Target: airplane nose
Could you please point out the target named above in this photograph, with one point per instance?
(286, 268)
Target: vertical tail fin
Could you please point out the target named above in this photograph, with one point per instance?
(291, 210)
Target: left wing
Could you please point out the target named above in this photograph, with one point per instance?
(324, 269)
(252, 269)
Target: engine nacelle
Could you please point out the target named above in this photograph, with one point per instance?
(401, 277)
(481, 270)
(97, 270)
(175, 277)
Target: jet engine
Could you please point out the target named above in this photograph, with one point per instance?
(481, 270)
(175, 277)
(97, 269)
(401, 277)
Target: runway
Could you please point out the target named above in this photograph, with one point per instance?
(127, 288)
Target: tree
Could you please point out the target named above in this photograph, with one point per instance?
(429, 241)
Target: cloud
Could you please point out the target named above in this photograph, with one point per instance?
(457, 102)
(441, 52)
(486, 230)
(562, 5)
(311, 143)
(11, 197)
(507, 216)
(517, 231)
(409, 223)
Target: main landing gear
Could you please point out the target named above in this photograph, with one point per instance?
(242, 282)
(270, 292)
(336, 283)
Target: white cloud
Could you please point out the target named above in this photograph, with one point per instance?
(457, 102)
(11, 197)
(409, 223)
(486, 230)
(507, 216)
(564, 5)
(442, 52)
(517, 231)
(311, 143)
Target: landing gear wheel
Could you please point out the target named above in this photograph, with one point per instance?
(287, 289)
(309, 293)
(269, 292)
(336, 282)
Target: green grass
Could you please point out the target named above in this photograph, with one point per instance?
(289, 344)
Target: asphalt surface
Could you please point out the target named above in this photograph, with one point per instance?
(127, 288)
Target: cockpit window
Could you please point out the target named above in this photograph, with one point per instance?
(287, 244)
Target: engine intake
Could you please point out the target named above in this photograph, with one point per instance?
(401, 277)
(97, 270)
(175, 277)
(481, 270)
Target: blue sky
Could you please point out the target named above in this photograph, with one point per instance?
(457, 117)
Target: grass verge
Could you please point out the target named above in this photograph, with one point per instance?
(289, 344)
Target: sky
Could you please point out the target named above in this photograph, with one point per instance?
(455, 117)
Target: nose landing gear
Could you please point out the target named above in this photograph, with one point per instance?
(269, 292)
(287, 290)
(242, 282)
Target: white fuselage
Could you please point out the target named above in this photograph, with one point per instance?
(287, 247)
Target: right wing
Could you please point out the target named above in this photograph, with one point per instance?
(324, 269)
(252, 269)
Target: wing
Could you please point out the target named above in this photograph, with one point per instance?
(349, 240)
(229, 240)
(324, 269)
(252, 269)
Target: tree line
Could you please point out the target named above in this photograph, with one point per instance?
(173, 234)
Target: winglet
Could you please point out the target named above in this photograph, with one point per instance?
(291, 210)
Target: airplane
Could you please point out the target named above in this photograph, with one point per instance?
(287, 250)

====

Exercise objective:
For this exercise, please retype exactly the lines in the listing from the line with "Target: landing gear wheel" through its last line, both ends included.

Answer to the task:
Target: landing gear wheel
Could you please point out the target named above in this photograph, with one point per instance?
(287, 289)
(309, 293)
(269, 292)
(336, 282)
Target: green grass
Could you please point out the target named above in this photograph, with one point per instance?
(289, 344)
Target: asphalt surface
Could you please point out the target named above in this photograph, with one point per instance?
(127, 288)
Target: cockpit window
Could you please point out the target named above in this photograph, with one point per instance?
(287, 244)
Target: engine intake
Could you please point out the target named above in this photograph, with one point per instance?
(401, 277)
(97, 270)
(175, 277)
(481, 270)
Target: blue sky
Could you please point out the target named above in this photograph, with one point per instance?
(457, 117)
Target: grass verge
Could you please point out the target named above in this photograph, with one point per instance?
(289, 344)
Target: sky
Could you please point out the target named above in this photograph, with one point per instance?
(455, 117)
Target: nose landing gear
Could you please point out the target named above in this photograph, with one point per instance?
(269, 292)
(287, 290)
(242, 282)
Target: white fuselage
Could you please point out the target named above in this photograph, with one point per instance?
(287, 247)
Target: right wing
Could you please point out the target named above in this photograph, with one point per instance?
(324, 269)
(252, 269)
Target: wing
Could you please point out the target named above in this photograph, with one point per instance?
(349, 240)
(229, 240)
(324, 269)
(252, 269)
Target: tree line
Could you please point out the target named above in this photograph, with one point per instance?
(173, 234)
Target: winglet
Could you please point out the target named above in this photograph, with one point per instance?
(291, 210)
Target: airplane
Could you please point out the target named above in this photograph, with one point per instance?
(287, 250)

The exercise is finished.